■ **Aim of the exercise**: Copy out every line of the data below that contains the string "tail". Match case exactly.

■ **Dataset extract**:
○ ○ ○ ○ ○
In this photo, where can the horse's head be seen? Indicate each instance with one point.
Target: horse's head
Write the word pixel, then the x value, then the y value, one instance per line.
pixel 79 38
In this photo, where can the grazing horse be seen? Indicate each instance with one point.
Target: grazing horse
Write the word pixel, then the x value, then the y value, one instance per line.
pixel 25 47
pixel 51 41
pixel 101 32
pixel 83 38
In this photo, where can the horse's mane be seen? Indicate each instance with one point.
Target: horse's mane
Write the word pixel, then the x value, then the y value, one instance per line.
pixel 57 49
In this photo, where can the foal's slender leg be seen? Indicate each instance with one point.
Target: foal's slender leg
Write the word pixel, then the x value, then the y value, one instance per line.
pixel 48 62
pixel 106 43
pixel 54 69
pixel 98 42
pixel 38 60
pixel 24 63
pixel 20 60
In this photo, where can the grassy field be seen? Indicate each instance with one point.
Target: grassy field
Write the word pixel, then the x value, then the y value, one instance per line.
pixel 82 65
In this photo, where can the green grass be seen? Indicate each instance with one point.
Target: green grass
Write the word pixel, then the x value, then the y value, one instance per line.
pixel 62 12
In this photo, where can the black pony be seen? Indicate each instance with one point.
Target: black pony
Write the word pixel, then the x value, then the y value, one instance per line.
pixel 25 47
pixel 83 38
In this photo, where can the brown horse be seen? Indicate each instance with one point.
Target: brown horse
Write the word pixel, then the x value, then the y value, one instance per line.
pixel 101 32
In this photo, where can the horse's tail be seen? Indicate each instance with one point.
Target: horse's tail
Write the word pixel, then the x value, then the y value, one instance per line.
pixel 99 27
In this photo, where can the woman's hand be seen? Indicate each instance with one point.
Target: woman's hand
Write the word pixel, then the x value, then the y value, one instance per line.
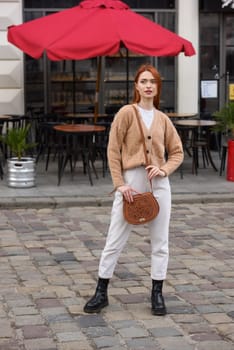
○ ○ ○ ○ ○
■ **Problem solution**:
In this photo, where can the horse's tail be seen? Indicate each instance with one point.
Target: horse's tail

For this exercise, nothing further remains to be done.